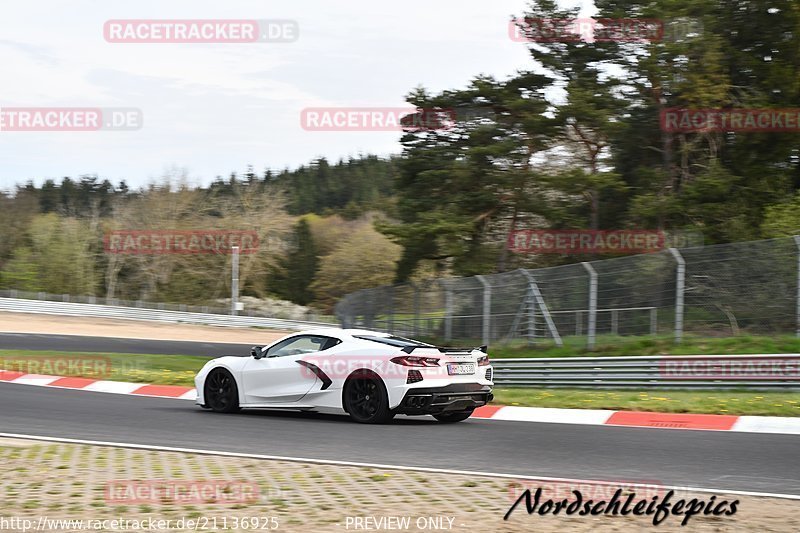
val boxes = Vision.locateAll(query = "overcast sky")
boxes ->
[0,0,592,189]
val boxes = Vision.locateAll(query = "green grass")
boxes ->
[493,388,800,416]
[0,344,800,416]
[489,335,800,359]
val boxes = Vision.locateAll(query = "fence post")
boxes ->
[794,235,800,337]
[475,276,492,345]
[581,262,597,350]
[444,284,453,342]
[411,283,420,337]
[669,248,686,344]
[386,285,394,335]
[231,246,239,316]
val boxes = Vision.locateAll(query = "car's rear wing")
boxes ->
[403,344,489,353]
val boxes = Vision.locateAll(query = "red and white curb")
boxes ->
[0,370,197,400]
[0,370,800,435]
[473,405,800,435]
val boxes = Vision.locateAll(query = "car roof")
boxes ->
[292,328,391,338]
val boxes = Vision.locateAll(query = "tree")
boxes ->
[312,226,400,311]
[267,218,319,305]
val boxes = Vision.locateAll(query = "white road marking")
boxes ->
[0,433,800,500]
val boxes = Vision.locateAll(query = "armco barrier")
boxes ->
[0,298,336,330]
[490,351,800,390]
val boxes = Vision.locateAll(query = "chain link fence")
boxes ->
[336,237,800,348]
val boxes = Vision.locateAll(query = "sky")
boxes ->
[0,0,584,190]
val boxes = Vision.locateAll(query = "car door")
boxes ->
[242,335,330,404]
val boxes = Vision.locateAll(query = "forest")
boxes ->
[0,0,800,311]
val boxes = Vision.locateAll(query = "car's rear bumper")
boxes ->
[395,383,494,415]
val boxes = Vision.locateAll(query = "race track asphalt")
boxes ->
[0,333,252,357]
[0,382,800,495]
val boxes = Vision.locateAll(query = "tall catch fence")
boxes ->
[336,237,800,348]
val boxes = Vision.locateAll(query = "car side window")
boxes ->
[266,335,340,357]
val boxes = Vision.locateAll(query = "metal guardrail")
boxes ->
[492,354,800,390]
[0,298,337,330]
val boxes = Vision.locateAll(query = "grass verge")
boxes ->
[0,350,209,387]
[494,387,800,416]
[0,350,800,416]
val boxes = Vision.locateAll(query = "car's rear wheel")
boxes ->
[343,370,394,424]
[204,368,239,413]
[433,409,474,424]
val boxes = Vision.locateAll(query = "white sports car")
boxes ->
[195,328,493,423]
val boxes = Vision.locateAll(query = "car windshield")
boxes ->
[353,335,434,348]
########################################
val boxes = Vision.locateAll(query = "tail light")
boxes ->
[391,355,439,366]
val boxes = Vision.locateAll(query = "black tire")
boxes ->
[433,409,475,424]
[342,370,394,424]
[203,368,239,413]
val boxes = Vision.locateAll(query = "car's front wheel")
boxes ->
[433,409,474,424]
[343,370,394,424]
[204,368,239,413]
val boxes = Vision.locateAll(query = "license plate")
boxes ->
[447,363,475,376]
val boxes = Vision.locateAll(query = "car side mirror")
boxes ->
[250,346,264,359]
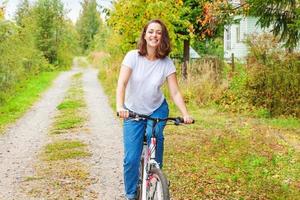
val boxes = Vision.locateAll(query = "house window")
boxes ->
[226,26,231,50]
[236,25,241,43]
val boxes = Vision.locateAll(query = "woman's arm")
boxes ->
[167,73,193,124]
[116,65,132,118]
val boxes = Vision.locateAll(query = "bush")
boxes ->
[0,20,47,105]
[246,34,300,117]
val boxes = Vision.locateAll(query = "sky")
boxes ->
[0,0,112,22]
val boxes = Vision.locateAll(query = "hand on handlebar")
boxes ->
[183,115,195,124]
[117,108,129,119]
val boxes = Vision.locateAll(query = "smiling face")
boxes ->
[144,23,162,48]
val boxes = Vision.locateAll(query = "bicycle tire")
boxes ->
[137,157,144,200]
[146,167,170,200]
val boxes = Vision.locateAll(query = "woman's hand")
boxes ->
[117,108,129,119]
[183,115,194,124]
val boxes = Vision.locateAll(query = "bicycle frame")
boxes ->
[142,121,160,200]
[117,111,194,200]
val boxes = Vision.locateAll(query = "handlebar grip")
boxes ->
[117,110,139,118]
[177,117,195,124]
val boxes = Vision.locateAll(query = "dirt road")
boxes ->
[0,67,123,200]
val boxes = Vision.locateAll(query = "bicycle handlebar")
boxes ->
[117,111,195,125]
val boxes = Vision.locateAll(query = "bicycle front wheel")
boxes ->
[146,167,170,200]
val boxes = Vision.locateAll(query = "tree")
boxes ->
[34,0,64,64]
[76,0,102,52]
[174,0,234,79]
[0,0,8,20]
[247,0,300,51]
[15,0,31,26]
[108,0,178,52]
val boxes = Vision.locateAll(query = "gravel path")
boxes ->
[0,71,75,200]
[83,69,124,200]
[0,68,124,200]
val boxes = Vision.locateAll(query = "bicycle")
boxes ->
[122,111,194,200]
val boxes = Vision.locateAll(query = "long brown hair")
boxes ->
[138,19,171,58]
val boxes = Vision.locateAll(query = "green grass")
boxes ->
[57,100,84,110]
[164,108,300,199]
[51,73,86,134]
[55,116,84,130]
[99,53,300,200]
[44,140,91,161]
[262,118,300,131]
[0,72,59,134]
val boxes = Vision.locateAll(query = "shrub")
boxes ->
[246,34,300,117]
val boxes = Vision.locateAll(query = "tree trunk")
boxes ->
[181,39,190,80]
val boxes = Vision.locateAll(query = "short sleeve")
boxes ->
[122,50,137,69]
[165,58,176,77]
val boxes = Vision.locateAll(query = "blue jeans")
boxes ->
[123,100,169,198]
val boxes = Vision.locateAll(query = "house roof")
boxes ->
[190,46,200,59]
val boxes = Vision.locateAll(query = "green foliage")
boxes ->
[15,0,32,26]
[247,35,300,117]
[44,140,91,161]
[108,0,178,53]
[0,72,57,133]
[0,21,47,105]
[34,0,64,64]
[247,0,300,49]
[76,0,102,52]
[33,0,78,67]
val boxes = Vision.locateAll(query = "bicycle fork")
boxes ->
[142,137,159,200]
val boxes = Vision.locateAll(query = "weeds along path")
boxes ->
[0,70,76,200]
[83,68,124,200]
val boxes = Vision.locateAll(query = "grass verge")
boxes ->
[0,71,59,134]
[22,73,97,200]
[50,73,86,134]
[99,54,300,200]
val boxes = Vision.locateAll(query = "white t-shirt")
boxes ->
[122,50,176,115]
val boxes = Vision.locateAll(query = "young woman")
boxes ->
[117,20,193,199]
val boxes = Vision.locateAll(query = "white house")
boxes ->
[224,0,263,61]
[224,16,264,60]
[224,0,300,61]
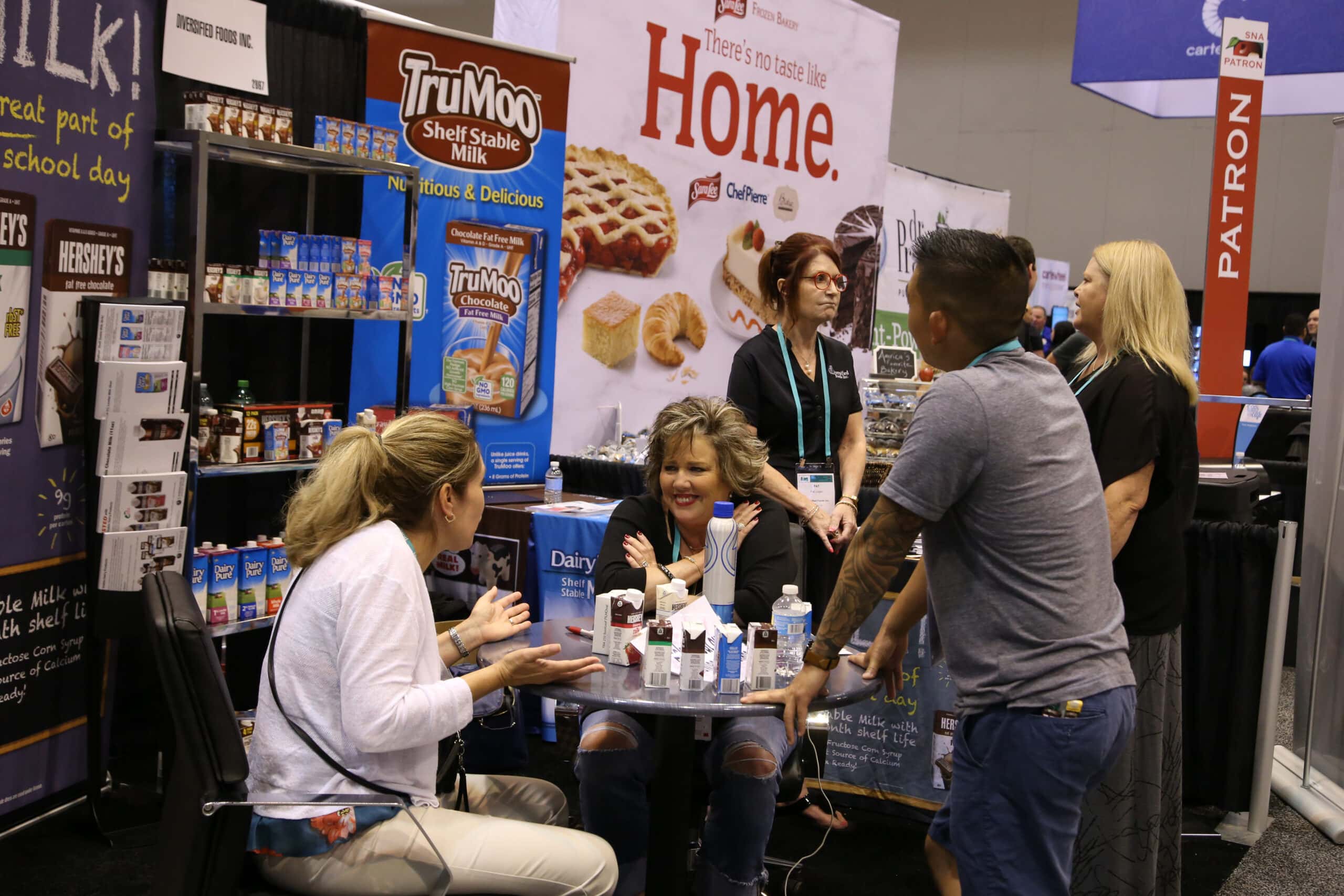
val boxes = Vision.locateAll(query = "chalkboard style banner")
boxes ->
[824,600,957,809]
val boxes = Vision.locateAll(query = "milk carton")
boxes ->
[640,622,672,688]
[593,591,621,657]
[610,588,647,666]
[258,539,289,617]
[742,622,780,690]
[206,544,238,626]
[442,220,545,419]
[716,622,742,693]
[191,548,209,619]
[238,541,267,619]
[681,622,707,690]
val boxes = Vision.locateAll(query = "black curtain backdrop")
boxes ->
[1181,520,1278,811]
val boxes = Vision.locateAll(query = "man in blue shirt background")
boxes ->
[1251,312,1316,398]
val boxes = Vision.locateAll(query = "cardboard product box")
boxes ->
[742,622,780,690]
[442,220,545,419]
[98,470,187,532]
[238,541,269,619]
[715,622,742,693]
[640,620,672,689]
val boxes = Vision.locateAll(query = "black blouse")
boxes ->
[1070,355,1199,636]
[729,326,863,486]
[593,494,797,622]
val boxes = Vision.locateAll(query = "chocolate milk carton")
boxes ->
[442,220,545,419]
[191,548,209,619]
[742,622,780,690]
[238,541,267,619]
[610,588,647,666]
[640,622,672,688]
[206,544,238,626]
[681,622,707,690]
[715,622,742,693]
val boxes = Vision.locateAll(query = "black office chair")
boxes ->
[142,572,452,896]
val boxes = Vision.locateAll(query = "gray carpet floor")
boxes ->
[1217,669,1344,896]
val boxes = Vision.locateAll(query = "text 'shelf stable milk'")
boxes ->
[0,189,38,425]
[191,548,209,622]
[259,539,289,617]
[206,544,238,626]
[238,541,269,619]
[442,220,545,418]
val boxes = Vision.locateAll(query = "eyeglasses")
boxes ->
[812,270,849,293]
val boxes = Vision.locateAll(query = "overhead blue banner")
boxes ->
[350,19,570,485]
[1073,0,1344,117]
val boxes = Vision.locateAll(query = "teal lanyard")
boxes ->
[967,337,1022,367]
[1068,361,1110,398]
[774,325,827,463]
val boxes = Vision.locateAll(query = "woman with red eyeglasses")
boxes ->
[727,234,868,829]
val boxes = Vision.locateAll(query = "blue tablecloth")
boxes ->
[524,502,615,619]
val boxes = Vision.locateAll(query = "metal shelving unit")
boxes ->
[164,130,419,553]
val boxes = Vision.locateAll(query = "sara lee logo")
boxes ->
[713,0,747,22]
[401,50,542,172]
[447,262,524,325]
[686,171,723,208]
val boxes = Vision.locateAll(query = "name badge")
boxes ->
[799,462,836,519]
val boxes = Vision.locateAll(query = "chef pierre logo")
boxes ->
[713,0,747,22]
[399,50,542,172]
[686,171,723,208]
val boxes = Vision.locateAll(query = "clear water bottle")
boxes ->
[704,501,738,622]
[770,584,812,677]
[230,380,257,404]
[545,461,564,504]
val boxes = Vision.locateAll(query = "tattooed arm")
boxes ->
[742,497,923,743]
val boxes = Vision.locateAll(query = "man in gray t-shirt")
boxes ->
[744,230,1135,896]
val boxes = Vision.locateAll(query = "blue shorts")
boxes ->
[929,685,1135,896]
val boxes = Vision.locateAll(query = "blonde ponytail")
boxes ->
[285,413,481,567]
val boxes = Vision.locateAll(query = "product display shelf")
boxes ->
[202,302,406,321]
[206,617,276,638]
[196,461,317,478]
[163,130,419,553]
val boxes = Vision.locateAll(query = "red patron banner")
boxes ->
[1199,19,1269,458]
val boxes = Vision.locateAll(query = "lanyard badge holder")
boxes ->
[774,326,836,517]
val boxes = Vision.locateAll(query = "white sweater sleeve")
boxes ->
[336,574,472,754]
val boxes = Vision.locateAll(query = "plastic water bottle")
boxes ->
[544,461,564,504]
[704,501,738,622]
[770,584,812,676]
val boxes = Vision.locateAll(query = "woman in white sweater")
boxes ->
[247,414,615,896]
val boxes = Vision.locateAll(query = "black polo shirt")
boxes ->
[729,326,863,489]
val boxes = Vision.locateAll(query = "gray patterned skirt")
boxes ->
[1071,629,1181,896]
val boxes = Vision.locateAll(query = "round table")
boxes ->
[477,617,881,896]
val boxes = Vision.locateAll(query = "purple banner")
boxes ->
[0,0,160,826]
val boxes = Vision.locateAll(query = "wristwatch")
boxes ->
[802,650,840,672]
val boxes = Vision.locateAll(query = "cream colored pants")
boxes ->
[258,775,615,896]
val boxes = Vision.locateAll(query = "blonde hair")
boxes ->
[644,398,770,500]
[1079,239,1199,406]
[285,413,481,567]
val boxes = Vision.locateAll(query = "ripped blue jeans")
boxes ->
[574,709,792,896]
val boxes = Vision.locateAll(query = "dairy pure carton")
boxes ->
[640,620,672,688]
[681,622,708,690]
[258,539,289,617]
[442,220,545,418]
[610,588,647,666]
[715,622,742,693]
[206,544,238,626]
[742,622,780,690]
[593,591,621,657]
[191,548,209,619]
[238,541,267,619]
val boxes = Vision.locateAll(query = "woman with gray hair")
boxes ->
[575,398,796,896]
########################################
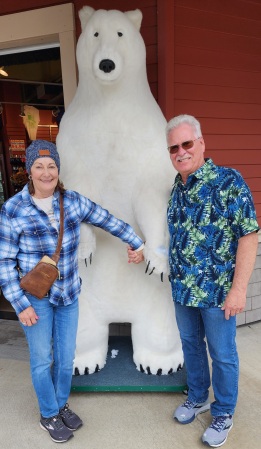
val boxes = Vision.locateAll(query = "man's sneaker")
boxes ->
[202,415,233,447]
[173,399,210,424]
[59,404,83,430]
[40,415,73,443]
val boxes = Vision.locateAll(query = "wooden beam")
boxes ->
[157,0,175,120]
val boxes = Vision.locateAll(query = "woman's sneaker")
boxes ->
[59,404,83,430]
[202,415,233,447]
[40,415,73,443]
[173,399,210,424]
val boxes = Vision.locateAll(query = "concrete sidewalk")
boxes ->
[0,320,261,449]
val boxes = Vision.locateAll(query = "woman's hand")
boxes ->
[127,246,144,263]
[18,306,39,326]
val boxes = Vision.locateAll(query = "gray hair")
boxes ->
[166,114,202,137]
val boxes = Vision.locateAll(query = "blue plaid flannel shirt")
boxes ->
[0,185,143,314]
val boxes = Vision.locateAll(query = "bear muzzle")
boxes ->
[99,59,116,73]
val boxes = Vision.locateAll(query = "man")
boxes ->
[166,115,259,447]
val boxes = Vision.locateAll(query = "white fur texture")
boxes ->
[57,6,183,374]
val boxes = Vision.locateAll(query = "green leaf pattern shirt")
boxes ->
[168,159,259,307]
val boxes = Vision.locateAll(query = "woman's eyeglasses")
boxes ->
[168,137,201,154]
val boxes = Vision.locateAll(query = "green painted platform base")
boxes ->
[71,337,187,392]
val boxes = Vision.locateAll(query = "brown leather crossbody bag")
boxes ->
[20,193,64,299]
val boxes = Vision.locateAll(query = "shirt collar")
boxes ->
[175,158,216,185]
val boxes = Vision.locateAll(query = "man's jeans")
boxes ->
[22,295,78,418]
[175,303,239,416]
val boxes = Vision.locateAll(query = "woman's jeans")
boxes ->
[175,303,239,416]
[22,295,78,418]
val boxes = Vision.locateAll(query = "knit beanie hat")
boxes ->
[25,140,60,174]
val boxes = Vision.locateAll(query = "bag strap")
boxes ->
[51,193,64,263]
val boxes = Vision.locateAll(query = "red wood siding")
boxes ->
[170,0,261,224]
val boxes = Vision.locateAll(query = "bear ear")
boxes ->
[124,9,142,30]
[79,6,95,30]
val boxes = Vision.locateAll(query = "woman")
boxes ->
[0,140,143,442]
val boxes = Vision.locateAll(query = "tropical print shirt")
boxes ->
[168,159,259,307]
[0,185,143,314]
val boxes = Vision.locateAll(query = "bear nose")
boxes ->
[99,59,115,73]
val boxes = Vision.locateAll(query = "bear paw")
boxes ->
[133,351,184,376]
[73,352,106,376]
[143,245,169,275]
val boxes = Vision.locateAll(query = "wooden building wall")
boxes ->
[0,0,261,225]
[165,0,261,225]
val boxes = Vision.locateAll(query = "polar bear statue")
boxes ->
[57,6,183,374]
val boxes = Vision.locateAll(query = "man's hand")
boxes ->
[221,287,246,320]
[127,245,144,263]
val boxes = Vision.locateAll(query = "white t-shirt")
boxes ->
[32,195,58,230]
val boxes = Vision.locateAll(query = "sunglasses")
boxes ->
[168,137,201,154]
########################################
Pull out each line from the entries above that contains the word "bottle". Matching is case-sensitive.

val boxes = Vision.locateAll(query = "clear water bottle")
val boxes = Vision.locateAll(query = "plastic water bottle")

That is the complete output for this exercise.